## TASK OBJECTIVE
Copy the lines of the listing below, starting with the line that contains "Question. Provide a point on each instance of the curly" and ending with its last line, both included.

## PROVIDED DATA
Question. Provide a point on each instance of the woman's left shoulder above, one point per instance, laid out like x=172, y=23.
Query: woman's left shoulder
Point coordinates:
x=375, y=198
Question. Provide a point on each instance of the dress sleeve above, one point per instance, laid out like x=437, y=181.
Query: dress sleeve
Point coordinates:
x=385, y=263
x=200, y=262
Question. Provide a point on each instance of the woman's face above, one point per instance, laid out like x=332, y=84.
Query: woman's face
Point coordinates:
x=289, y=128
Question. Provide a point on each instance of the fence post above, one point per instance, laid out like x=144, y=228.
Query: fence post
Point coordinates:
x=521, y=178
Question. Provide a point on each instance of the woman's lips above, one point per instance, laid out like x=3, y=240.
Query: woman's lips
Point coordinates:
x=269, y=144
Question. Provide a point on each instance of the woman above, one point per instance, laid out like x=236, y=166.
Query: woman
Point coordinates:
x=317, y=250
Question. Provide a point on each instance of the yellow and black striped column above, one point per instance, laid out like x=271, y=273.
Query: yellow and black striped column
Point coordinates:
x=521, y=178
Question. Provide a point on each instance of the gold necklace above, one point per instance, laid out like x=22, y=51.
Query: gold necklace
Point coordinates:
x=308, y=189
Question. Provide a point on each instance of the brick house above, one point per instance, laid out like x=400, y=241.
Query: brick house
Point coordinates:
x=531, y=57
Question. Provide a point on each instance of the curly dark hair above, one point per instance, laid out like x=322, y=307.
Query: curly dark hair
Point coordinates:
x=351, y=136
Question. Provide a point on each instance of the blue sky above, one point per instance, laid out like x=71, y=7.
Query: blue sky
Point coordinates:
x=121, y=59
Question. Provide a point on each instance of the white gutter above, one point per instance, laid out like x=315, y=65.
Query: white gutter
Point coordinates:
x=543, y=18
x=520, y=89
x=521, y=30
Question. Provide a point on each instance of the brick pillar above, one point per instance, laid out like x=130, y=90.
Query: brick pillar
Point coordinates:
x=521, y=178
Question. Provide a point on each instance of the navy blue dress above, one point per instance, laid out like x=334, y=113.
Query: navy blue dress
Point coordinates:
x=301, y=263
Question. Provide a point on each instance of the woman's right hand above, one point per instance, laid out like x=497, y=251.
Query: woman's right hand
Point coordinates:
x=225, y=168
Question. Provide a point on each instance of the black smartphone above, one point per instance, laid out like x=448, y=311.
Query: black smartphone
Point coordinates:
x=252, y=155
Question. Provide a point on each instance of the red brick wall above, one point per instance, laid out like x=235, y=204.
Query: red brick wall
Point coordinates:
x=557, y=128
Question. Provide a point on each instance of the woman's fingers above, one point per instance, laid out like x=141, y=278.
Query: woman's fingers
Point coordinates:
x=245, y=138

## ANSWER TO THIS EXERCISE
Question. Provide a point on each instance of the curly dark hair above, one point per instance, laid out like x=322, y=307.
Query: curly dark hair
Point coordinates:
x=351, y=136
Question. Provide a point on each instance of the blue sky above, one point per instance, laid out like x=71, y=7.
Query: blue sky
Point coordinates:
x=121, y=59
Question. Provide a point on each instance of the white gutter above, one point per instance, laid out like x=315, y=65.
Query: white gutter
Point coordinates:
x=543, y=18
x=520, y=89
x=521, y=30
Question. Provide a point on each instance of the brick pillar above, one point per instance, laid out like x=130, y=90.
Query: brick pillar
Point coordinates:
x=521, y=178
Question. Provide a point on each instance of the navy blue dress above, one point per instance, laid out like x=334, y=113.
Query: navy blue dress
Point coordinates:
x=301, y=263
Question. Provide a point on each instance of the woman's right hand above, one point per instance, laid out like x=497, y=251.
Query: woman's right hand
Point coordinates:
x=225, y=168
Question. Provide a point on each instance of the black smartphone above, one point per instance, laid out like x=448, y=311.
Query: black smartphone
Point coordinates:
x=252, y=155
Question. Provide a point on each instance of the red brick wall above, one point per instance, laid out like x=235, y=204.
Query: red brick wall
Point coordinates:
x=557, y=128
Question. Provide a point on each instance of the woman's fingers above, one point per instance, laid out like x=141, y=278.
Query: woman's fingers
Point coordinates:
x=245, y=138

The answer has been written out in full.